Il principio del doppio grado di merito nella giurisdizione non ha copertura costituzionale (Cass., sez. unite, 24 ottobre 2014 n. 22610); ed il richiamo a principi affermati nella Convenzione Europea dei diritti dell’uomo (articolo 2, comma 1, protocollo addizionale) non e’ conferente, dal momento che e’ ivi assicurata la possibilita’ di impugnare una sentenza penale di condanna, dinanzi ad una giurisdizione superiore: cio’ che, appunto, e’ garantito, in subiecta materia, mediante il ricorso per cassazione avverso la sentenza della sezione disciplinare del Consiglio superiore della magistratura. Oltre al rilievo che la particolare qualificazione ed il rango costituzionale dell’organo giurisdizionale di primo grado rendono improponibile il parallelo con i procedimenti disciplinari degli impiegati amministrativi, rimessi al giudice ordinario del lavoro.

Vengono ora all’esame i singoli motivi di ricorso, tutti a censura multipla e spesso eterogenea, ai limiti dell’inammissibilita’ (Cass., sez. 1, 20 settembre 2013 n.21611; Cass., sez. 1, 23 settembre 2011 n. 19443; Cass., sez. lavoro, 11 aprile 2008 n. 9470).

Con il primo motivo si deduce la violazione del diritto di difesa, per violazione del diritto alla prova, la carenza di motivazione sulla mancata ammissione di testi a discarico, nonche’ la violazione del principio di imparzialita’ del giudice.

Il motivo e’ infondato.

# # # # #

* _Compito da svolgere_: Riporta alla lettera il passo del testo di lettura che comincia con "Il principio del" e termina con "ordinario del lavoro.".

# # # # #

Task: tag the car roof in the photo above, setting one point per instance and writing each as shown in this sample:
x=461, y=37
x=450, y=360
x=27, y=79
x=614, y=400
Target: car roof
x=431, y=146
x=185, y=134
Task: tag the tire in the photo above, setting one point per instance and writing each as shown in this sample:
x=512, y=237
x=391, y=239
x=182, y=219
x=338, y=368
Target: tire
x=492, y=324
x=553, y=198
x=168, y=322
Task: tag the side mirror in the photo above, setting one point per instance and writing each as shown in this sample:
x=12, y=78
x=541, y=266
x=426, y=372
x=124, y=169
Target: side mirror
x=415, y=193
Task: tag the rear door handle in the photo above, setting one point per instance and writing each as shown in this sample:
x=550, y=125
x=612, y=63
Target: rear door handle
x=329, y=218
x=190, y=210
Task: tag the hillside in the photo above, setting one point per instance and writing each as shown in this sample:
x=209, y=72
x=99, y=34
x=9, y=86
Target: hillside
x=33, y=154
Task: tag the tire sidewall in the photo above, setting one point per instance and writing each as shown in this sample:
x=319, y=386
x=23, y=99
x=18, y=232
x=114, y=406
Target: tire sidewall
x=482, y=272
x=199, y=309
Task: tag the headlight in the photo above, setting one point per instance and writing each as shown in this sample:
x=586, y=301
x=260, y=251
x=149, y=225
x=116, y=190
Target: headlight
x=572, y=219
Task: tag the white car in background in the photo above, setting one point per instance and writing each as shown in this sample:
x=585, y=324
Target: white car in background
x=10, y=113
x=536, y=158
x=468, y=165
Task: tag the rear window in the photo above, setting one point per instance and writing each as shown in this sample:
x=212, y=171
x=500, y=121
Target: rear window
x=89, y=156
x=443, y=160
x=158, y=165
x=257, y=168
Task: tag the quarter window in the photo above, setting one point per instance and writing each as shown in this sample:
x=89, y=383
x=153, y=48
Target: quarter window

# # # # #

* _Risultato del compito_:
Il principio del doppio grado di merito nella giurisdizione non ha copertura costituzionale (Cass., sez. unite, 24 ottobre 2014 n. 22610); ed il richiamo a principi affermati nella Convenzione Europea dei diritti dell’uomo (articolo 2, comma 1, protocollo addizionale) non e’ conferente, dal momento che e’ ivi assicurata la possibilita’ di impugnare una sentenza penale di condanna, dinanzi ad una giurisdizione superiore: cio’ che, appunto, e’ garantito, in subiecta materia, mediante il ricorso per cassazione avverso la sentenza della sezione disciplinare del Consiglio superiore della magistratura. Oltre al rilievo che la particolare qualificazione ed il rango costituzionale dell’organo giurisdizionale di primo grado rendono improponibile il parallelo con i procedimenti disciplinari degli impiegati amministrativi, rimessi al giudice ordinario del lavoro.